● **Quoted passage**:

■ ■ ■ ■ ■

Mention the subject of pensions in general practice and the tension in the atmosphere is likely to spike.
The ongoing issue of pension rules and the impact they have had on services has long been a thorn in the side of general practices in trying to ensure they have sufficient cover for patient demand. However, the government has finally conceded a temporary reprieve that may just ease the pressure on managers.
The problem began when the pension rules changed in 2016, specifically when the annual allowance taper was introduced with the intention of restricting the amount of tax relief given to high earners who were saving for retirement.
The taper, which reduces the tax-free annual allowance in line with how much an individual earns, has meant GPs have been faced with extra tax bills by working extra shifts.
Consequently, doctors have increasingly been turning down requests to do extra shifts – an issue on which the BMA and NHS Employers have been bending the government’s ear for some time.

■ ■ ■ ■ ■

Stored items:
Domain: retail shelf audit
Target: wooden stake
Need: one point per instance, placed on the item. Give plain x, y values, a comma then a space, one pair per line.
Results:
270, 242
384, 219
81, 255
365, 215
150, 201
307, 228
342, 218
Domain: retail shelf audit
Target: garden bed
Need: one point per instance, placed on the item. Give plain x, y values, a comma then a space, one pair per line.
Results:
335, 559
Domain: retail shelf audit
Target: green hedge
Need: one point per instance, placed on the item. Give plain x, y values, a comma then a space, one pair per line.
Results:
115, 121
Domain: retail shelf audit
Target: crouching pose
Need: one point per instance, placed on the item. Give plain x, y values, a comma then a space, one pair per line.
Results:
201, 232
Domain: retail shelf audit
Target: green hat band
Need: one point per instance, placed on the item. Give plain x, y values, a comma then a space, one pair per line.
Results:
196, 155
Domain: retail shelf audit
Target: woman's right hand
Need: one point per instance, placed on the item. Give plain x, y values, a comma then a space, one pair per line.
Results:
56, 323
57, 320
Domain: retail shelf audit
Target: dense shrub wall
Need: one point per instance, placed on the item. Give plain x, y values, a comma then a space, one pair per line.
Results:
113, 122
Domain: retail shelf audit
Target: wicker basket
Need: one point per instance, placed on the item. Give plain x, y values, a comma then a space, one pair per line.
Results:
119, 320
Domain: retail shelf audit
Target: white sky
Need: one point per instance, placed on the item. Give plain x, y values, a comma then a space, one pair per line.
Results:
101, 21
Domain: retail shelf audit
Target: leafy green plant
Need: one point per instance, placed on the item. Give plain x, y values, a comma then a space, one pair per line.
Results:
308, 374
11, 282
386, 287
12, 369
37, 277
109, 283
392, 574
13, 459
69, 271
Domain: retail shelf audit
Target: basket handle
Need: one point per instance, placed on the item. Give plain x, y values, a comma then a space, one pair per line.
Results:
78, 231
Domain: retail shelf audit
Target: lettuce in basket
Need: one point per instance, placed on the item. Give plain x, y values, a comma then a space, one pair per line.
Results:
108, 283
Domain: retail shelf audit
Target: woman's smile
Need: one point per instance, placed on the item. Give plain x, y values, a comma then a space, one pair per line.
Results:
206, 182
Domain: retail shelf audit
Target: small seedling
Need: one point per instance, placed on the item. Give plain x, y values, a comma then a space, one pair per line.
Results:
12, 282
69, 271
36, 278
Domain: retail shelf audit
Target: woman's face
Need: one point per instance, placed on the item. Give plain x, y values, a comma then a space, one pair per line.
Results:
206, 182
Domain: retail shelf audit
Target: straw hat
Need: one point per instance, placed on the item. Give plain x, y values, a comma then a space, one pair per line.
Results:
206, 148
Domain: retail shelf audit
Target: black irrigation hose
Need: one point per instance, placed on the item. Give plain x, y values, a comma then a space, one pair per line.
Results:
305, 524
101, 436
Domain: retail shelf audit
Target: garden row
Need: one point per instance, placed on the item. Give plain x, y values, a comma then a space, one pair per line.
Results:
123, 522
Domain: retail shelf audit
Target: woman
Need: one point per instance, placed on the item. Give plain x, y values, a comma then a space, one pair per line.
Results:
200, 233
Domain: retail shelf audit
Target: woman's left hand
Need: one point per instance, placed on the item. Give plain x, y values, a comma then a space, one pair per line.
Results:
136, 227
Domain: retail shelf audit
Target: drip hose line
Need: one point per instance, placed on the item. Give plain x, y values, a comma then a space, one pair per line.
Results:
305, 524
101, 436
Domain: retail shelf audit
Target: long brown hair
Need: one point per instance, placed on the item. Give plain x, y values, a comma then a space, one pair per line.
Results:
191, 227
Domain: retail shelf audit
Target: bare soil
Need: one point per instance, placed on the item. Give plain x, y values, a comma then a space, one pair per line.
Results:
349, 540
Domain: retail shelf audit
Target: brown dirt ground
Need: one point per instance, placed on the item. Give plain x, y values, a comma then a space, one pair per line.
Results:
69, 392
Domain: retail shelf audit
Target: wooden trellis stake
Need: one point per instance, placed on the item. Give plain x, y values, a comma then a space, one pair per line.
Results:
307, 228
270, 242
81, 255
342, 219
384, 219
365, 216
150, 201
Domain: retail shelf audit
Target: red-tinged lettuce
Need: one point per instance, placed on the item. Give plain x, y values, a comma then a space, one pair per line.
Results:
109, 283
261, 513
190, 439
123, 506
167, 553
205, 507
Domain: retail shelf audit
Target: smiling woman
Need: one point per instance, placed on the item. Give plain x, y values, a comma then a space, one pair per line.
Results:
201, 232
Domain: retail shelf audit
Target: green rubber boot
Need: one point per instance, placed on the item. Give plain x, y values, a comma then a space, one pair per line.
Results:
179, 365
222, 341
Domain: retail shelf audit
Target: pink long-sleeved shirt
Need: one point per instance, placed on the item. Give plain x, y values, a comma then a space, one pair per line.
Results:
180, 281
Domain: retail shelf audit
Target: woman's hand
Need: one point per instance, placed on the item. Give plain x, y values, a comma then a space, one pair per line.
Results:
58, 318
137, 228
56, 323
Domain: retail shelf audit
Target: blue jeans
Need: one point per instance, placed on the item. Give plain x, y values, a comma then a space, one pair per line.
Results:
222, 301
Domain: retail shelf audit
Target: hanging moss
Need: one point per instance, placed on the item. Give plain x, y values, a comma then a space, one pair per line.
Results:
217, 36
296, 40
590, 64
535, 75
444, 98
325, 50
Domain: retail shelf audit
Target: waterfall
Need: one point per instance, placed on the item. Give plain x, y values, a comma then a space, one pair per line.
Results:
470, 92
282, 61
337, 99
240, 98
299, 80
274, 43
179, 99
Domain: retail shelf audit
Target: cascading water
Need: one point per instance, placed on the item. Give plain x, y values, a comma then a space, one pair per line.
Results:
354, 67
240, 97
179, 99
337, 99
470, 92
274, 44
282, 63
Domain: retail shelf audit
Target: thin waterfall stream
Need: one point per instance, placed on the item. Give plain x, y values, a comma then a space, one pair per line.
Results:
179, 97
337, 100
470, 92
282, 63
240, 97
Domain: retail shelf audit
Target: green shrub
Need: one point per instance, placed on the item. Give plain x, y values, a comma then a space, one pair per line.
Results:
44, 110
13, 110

■ ■ ■ ■ ■

● **Directions**:
A - Translate this sentence from the article on GP pension rules into Spanish: "Mention the subject of pensions in general practice and the tension in the atmosphere is likely to spike."
B - Rewrite everything in the article on GP pension rules from "The problem began" down to "for some time.", replacing "extra shifts" with "additional shifts".

● **Solutions below**:
A - Menciona el tema de las pensiones en la medicina general y es probable que la tensión en el ambiente se dispare.

B -
The problem began when the pension rules changed in 2016, specifically when the annual allowance taper was introduced with the intention of restricting the amount of tax relief given to high earners who were saving for retirement.
The taper, which reduces the tax-free annual allowance in line with how much an individual earns, has meant GPs have been faced with extra tax bills by working additional shifts.
Consequently, doctors have increasingly been turning down requests to do additional shifts – an issue on which the BMA and NHS Employers have been bending the government’s ear for some time.